§ **What to do**: Images in the records should be skipped while the rest is transcribed verbatim.
***** Given entries
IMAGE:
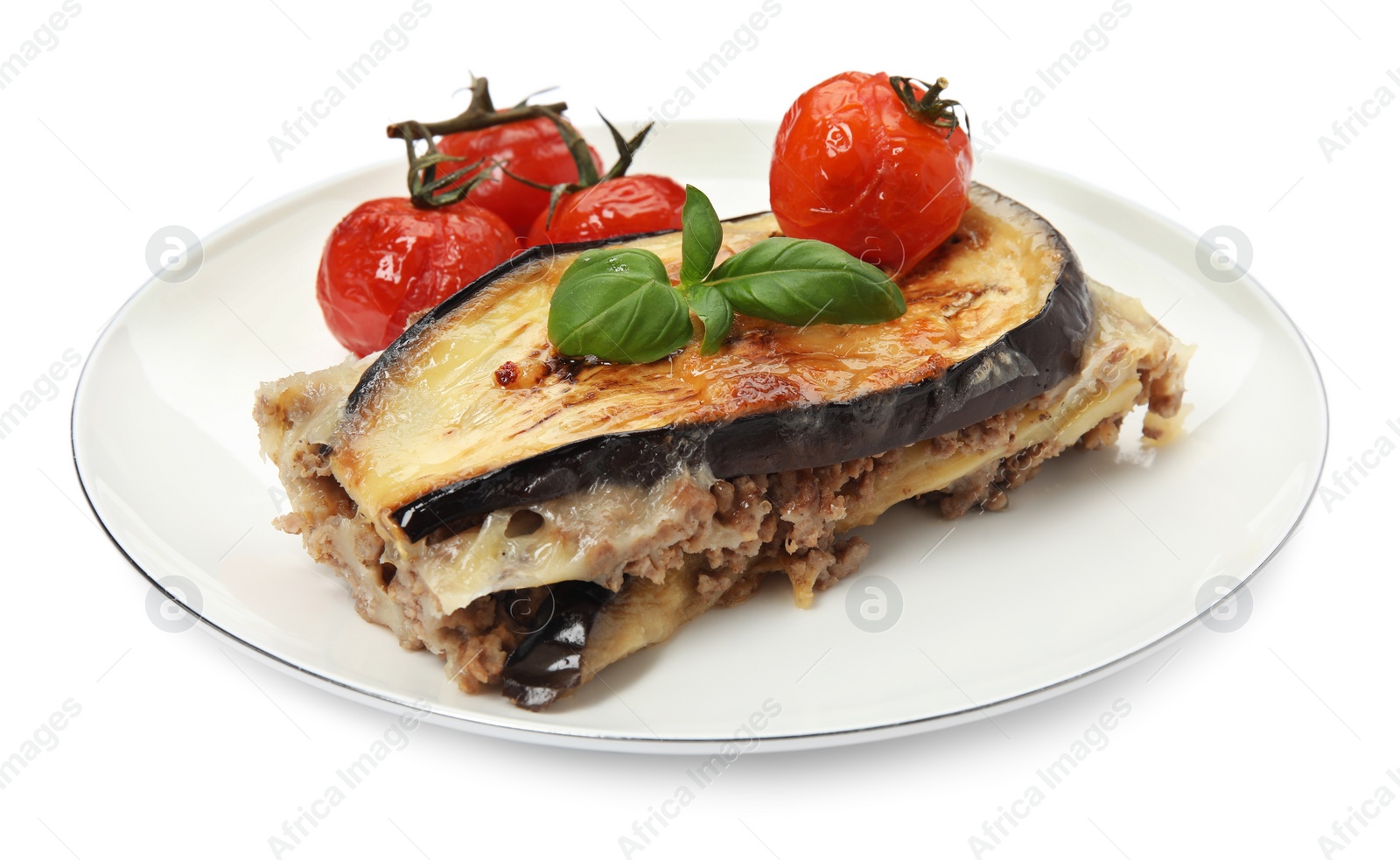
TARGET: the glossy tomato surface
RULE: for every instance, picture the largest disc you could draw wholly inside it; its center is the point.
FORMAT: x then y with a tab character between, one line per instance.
531	149
622	206
388	259
854	167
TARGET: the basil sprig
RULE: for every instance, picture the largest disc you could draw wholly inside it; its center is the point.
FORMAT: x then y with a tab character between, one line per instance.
618	303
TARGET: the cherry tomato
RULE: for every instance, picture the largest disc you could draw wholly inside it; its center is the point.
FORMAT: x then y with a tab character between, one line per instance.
531	149
622	206
388	259
854	167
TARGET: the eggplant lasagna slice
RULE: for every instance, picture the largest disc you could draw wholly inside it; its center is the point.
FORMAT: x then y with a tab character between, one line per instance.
532	519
**********
§ **Result**:
IMAGE:
TARGET: the glossy tomato surface
RULE: for every instance, picture the largest disc you could draw wholly inside it; its center is the point.
FORMAT: x then y with a tab character between, one line per instance.
531	149
622	206
388	259
854	167
TARGET: the basil sprig
RULE: for every instance, picture the largest disc you could draw wholly inside it; its center is the point.
FORMAT: x then y with a tab character between, one line per instance.
618	303
TARGET: the cherry tomato
RULE: for every instance, picture the largest disc you could draw wholly inside it; its center is the point.
FORMAT: x then y with a tab character between, one line per instance.
531	149
622	206
388	259
854	167
TARGET: the eggplant lasagna slice
RULE: for every instance, picture the largest disc you could draw wholly inside it; its center is the point.
FORMAT: x then y with a tab character between, one line per instance.
532	519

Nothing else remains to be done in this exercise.